- **Exercise instructions**:
Type the entries again, word for word.

START Input

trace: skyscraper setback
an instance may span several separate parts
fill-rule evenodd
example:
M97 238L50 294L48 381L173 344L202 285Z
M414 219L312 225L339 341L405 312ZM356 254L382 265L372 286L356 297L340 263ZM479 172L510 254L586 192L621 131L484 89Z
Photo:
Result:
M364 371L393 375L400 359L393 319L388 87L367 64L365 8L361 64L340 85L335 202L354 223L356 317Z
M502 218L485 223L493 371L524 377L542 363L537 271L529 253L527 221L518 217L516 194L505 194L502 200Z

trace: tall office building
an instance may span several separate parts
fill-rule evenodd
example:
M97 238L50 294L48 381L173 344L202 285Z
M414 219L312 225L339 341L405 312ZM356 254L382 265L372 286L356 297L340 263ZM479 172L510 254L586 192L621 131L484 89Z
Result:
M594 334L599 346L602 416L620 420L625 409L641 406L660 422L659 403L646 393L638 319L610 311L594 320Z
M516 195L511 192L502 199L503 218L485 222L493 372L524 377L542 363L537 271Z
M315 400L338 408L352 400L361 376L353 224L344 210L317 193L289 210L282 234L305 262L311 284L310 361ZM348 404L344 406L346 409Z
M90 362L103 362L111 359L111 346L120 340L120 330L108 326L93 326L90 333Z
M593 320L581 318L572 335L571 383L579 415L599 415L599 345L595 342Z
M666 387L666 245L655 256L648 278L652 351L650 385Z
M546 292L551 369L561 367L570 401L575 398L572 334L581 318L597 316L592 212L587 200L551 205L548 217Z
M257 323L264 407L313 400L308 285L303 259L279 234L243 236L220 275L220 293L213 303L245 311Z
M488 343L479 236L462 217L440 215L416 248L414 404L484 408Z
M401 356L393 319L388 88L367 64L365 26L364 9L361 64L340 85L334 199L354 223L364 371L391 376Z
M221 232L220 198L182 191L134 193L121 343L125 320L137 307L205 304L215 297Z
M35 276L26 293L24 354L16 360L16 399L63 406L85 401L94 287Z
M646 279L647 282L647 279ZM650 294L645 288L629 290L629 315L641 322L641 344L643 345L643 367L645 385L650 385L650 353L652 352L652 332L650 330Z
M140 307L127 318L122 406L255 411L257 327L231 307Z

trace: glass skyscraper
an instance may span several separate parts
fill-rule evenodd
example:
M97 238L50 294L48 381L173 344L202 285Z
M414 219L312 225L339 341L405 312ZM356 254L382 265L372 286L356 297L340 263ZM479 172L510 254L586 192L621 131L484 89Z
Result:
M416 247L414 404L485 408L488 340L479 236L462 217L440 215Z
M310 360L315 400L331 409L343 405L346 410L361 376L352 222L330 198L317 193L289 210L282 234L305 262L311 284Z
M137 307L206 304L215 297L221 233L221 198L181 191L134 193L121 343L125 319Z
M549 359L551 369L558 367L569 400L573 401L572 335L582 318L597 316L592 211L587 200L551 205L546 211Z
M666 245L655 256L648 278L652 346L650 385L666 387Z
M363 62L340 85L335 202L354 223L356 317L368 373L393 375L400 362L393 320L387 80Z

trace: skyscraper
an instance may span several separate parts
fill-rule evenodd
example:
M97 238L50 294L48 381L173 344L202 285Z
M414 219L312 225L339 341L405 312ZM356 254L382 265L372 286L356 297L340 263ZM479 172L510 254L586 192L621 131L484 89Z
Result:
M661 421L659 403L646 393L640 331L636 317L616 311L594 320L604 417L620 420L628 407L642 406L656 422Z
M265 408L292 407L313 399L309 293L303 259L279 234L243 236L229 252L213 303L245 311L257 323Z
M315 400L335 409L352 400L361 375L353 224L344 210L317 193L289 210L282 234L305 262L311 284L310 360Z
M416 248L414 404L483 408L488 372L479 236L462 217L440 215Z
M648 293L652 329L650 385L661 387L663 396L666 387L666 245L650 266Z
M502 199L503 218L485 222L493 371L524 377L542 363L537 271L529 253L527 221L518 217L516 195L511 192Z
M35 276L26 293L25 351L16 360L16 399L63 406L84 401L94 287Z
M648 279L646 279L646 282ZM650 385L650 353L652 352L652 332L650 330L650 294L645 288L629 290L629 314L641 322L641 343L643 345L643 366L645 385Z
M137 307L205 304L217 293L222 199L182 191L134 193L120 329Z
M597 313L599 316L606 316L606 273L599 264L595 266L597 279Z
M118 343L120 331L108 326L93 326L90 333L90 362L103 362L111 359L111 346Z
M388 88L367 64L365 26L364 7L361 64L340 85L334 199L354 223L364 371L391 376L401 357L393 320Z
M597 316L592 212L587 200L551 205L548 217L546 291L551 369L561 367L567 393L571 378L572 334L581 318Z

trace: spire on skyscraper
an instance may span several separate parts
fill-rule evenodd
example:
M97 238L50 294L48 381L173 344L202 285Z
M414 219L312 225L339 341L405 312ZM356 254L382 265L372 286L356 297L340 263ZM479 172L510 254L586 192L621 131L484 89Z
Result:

END Input

- **Written answer**:
trace: skyscraper setback
an instance may span several separate parts
fill-rule evenodd
example:
M97 238L50 294L48 381L173 344L202 285Z
M414 219L312 225L339 341L405 312ZM356 254L382 265L372 286L356 297L340 263ZM479 172L510 254L586 192L621 131L484 89Z
Photo:
Result:
M364 371L393 375L400 359L393 319L388 87L367 64L365 8L361 64L340 85L335 202L354 223L356 317Z
M502 218L485 223L493 371L524 377L542 363L537 271L529 253L527 221L518 217L516 194L505 194L502 200Z

trace: tall office building
an instance may span several separate parts
fill-rule evenodd
example:
M97 238L50 294L48 381L173 344L202 285Z
M414 219L312 225L339 341L405 312ZM356 254L382 265L372 286L356 297L340 263ZM479 172L510 254L586 192L621 131L484 89Z
Result:
M594 334L599 346L602 416L620 420L625 409L641 406L660 422L659 403L646 393L638 319L610 311L594 320Z
M516 195L511 192L502 199L503 218L485 222L493 372L524 377L542 363L537 271Z
M315 400L338 408L352 400L361 376L353 224L344 210L317 193L289 210L282 234L305 262L311 284L310 361ZM348 404L344 406L346 409Z
M90 362L103 362L111 359L111 346L120 340L120 330L108 326L93 326L90 333Z
M593 320L581 318L572 335L571 383L579 415L599 415L599 345L595 342Z
M666 387L666 245L655 256L648 278L652 351L650 385Z
M546 292L551 369L561 367L570 401L575 398L572 334L581 318L597 316L592 212L587 200L551 205L548 217Z
M257 323L264 407L313 400L308 285L303 259L279 234L243 236L220 275L220 293L213 303L245 311Z
M488 343L479 236L462 217L440 215L416 248L414 404L484 408Z
M401 356L393 319L388 88L367 64L365 26L364 9L361 64L340 85L334 199L354 223L364 371L391 376Z
M221 232L220 198L182 191L134 193L121 343L125 320L137 307L205 304L215 297Z
M35 276L26 293L24 354L16 360L16 399L63 406L85 401L94 287Z
M646 279L647 282L647 279ZM650 294L645 288L629 290L629 315L641 322L641 344L643 345L643 367L645 385L650 385L650 353L652 352L652 332L650 330Z
M140 307L127 318L122 406L255 411L257 327L231 307Z

trace: glass skyscraper
an instance may span several separate parts
fill-rule evenodd
example:
M97 238L50 294L48 381L173 344L202 285Z
M414 219L312 225L339 341L405 312ZM356 254L382 265L372 286L356 297L340 263ZM479 172L510 254L586 192L621 131L484 89Z
Result:
M416 247L414 404L485 408L488 340L479 236L462 217L440 215Z
M310 360L315 400L331 409L343 405L346 410L361 376L352 222L330 198L317 193L289 210L282 234L305 262L311 284Z
M137 307L206 304L215 297L221 233L221 198L181 191L134 193L121 343L125 319Z
M549 359L551 369L558 367L569 400L573 401L572 335L582 318L597 316L592 211L587 200L551 205L546 211Z
M666 245L655 256L648 278L652 346L650 385L666 387Z
M363 62L340 85L335 202L354 223L356 317L368 373L393 375L400 362L393 320L387 80Z

trace: skyscraper
an instance may span several separate parts
fill-rule evenodd
example:
M97 238L50 294L48 381L173 344L202 285Z
M414 219L312 225L339 341L405 312ZM356 254L382 265L372 286L356 297L340 263ZM479 172L510 254L586 192L621 131L484 89Z
Result:
M661 421L659 403L646 393L640 331L636 317L616 311L594 320L604 417L620 420L628 407L642 406L656 422Z
M265 408L292 407L313 399L309 293L303 259L279 234L243 236L229 252L213 303L245 311L257 323Z
M315 400L335 409L352 400L361 375L353 224L344 210L317 193L289 210L282 234L305 262L311 284L310 360Z
M416 248L414 404L483 408L488 372L479 236L462 217L440 215Z
M648 293L652 329L650 385L661 387L663 396L666 387L666 245L650 266Z
M502 199L503 218L485 222L493 371L524 377L542 363L537 271L529 253L527 221L518 217L516 195L511 192Z
M35 276L26 293L25 351L16 360L16 399L63 406L84 401L94 287Z
M648 279L646 279L646 282ZM650 385L650 353L652 352L652 332L650 330L650 294L645 288L629 290L629 314L641 322L641 343L643 345L643 366L645 385Z
M137 307L205 304L217 293L222 199L182 191L134 193L120 329Z
M597 313L599 316L606 316L606 273L599 264L595 266L597 279Z
M118 343L120 331L108 326L93 326L90 333L90 362L103 362L111 359L111 346Z
M388 88L367 64L365 26L364 7L361 64L340 85L334 199L354 223L364 371L391 376L401 357L393 320Z
M597 316L592 212L587 200L551 205L548 217L546 291L551 369L561 367L567 393L571 378L572 334L581 318Z

trace: spire on skyscraper
an instance may span several separate parts
fill-rule evenodd
example:
M97 238L50 294L48 381L173 344L202 285Z
M414 219L312 225L339 341L405 312ZM356 254L382 265L372 286L356 297L340 263ZM479 172L510 254L586 192L621 131L484 89Z
Result:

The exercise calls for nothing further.